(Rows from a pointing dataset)
..........

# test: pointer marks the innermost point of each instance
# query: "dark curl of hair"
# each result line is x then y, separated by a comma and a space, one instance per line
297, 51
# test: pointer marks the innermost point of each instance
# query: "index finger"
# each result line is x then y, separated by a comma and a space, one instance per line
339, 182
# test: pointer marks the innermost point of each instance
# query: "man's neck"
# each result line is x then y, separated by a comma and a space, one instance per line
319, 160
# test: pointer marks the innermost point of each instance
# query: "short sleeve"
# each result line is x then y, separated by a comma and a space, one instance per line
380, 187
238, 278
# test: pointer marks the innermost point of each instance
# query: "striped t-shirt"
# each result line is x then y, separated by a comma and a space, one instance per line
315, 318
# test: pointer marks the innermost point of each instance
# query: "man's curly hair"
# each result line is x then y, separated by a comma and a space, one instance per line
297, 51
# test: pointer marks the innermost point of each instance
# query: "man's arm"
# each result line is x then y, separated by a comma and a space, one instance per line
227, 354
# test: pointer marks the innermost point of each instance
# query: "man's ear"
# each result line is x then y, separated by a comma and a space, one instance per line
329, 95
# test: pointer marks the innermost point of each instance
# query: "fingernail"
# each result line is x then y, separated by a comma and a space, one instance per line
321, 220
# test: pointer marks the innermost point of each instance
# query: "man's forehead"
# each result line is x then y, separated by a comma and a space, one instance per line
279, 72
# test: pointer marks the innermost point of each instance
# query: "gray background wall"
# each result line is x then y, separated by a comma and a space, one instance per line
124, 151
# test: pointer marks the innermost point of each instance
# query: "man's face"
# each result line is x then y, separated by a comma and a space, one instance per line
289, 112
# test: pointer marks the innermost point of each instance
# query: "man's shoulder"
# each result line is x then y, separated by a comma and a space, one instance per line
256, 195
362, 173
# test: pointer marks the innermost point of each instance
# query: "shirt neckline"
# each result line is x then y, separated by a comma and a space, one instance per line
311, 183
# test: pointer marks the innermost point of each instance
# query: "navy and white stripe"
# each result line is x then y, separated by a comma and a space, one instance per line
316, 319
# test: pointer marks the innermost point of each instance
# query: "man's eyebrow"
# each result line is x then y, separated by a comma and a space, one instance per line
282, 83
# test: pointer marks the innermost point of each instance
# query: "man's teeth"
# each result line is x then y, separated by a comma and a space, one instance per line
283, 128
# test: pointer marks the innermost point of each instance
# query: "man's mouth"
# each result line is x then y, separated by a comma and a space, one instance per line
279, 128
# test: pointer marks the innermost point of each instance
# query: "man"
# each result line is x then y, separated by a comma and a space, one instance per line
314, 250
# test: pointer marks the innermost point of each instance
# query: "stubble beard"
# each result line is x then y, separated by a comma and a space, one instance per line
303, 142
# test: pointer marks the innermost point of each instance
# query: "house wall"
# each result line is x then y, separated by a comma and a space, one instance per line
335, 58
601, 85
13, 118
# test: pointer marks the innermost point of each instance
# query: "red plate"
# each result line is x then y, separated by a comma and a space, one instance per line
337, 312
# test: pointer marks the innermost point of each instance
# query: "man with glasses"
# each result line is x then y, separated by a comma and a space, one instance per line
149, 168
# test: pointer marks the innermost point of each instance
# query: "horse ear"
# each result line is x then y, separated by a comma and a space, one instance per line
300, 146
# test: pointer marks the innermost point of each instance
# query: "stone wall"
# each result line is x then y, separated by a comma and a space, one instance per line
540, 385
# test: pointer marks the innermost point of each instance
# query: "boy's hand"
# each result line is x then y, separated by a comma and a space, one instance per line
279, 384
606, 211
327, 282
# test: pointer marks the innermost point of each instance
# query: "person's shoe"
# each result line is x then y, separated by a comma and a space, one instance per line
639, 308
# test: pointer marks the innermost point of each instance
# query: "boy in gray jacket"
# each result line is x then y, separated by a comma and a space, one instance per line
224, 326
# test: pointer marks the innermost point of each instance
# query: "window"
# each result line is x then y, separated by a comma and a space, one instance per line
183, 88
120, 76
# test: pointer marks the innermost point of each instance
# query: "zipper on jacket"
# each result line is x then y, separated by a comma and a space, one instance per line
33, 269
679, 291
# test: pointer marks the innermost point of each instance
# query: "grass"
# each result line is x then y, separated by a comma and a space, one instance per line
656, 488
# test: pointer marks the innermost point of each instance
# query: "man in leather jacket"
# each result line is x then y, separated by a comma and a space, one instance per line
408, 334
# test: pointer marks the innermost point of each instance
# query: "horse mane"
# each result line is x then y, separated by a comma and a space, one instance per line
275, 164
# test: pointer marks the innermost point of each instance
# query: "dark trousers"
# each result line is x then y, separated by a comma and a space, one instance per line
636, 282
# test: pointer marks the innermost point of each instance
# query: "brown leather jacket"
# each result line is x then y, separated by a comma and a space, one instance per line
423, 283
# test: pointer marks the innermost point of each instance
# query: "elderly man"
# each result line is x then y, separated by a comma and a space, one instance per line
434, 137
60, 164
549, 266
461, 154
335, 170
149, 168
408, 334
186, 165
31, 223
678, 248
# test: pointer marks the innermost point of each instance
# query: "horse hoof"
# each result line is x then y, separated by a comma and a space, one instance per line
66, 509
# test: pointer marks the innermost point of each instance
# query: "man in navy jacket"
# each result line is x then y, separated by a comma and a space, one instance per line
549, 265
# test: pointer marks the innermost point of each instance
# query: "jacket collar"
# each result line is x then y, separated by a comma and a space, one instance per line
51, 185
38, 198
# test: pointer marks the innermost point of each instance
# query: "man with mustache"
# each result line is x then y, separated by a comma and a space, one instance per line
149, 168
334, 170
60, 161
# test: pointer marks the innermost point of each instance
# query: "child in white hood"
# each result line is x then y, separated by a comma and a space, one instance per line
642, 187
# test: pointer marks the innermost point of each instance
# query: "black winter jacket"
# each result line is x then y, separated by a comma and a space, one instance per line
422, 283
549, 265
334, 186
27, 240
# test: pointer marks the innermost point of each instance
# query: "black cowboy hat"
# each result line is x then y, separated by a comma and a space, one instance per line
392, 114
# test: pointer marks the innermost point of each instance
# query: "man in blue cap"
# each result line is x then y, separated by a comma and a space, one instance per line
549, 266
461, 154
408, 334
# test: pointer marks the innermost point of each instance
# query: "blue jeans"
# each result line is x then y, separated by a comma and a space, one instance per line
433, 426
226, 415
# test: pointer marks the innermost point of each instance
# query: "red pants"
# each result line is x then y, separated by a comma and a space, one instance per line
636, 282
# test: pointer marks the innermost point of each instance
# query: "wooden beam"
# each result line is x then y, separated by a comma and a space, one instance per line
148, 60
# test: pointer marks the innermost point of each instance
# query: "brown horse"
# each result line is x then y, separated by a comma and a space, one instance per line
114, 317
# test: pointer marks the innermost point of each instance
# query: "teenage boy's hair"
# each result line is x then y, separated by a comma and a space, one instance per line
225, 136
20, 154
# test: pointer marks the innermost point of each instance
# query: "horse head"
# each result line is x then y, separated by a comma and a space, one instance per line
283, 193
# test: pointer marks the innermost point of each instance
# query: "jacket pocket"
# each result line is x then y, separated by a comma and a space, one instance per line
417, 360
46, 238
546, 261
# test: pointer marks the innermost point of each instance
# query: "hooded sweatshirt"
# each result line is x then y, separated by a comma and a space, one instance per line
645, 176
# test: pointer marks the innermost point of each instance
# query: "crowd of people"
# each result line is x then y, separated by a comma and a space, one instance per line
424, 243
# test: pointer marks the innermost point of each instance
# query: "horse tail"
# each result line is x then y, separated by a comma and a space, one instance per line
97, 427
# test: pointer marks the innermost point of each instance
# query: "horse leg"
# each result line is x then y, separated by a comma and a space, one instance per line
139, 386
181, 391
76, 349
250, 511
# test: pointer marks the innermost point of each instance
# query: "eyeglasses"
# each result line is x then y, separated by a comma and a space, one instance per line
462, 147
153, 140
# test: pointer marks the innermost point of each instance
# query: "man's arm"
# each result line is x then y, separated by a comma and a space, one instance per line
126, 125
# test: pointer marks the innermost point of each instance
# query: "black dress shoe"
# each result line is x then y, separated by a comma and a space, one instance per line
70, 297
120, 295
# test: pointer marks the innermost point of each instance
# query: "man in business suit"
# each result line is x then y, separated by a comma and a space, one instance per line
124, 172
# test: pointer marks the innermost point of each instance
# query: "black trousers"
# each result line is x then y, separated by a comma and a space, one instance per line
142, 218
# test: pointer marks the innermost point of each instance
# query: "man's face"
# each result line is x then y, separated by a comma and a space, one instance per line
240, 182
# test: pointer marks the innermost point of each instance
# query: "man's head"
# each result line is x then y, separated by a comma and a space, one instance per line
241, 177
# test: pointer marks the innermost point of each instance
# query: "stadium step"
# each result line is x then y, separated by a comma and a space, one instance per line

..........

Report every line of the material that contains the string "gray", matching case exactly.

# query: "gray background wall"
# query: "boy in gray jacket"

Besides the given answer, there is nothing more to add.